* _PASSAGE PROVIDED_:
——————
Federal Asset Paying 7.3% Yield

By Wayne Mulligan, on Thursday, July 23, 2015

Can you guess what the government’s largest asset is?

Surprisingly, it’s not land, mortgages, or tax receivables.

It’s student loan debt.

According to a recent report by the Federal Reserve, student loans currently represent 48.5% of the government’s assets...

And over the next 20 years, those loans will translate into roughly $135 billion in government profits.

But thanks to a new start-up, that money may soon be ripped from their hands…

And put right into yours.


The start-up we’re referring to is called Upstart. It’s a Palo Alto-based company run by former Google executives.

Initially, its vision was to help young people raise $20,000 to $30,000 to get their start-up ideas off the ground.

But the company soon realized that it could build a more valuable service by focusing on recent college graduates.

It decided to help these grads refinance their student loans with far better terms—and at the same time, provide individual investors with above-average yields.

Here’s how it works...

How Upstart Works

Upstart is what’s known as a "marketplace lender."

On one side of the market, Upstart has a pool of borrowers. On the other side, it has a pool of lenders.

But these lenders aren’t big banks—they’re regular people like you.
——————
* _DATASET_:
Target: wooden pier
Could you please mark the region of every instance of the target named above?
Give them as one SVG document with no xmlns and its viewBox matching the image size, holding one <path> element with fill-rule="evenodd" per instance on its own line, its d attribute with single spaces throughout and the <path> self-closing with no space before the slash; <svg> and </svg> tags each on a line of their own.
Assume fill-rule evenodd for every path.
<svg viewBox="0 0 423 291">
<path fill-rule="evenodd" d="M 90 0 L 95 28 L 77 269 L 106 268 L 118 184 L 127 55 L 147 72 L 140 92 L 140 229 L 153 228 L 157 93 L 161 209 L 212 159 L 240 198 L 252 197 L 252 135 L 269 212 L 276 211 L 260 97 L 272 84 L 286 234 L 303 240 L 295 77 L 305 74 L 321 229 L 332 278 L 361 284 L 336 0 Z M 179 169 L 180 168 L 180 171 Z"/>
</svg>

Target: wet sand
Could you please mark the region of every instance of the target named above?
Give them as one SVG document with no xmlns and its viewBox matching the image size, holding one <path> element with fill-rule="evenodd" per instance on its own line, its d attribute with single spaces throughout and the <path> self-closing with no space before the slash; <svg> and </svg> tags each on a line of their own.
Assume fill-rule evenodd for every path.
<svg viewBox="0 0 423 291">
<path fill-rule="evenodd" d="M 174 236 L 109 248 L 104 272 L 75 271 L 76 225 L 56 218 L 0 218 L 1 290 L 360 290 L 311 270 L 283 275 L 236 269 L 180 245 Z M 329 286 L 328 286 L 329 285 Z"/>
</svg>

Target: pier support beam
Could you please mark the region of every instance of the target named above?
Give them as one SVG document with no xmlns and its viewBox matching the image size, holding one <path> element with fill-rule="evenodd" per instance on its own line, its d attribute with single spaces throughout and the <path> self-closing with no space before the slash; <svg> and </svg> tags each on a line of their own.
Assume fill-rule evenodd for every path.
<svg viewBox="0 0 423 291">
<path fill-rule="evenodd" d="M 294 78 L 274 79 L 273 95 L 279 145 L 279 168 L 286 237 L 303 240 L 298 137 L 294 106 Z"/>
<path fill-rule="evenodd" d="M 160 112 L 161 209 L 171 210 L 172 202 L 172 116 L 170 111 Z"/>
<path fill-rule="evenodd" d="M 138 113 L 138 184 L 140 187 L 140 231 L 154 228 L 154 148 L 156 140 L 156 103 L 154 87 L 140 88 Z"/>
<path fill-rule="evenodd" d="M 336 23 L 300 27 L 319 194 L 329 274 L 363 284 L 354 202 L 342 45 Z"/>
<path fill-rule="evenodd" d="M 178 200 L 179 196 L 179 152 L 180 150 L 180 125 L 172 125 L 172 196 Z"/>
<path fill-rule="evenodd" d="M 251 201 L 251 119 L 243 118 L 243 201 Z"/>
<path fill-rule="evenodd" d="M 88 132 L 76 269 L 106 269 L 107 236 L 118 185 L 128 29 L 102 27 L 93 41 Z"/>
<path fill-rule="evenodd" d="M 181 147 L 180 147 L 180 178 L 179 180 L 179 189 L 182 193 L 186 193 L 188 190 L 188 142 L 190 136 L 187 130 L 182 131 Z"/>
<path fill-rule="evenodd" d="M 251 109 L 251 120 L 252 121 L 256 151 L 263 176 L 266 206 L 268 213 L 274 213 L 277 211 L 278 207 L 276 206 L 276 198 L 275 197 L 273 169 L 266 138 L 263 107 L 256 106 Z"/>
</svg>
——————
* _TASK SET_:
(a) Name each asset that the student loan article says is not the government's largest.
(b) Reproduce word for word the portion of the student loan article from "Federal Asset Paying" to "or tax receivables.".

* _SOLUTION LIST_:
(a)
- Land
- Mortgages
- Tax receivables

(b)
Federal Asset Paying 7.3% Yield

By Wayne Mulligan, on Thursday, July 23, 2015

Can you guess what the government’s largest asset is?

Surprisingly, it’s not land, mortgages, or tax receivables.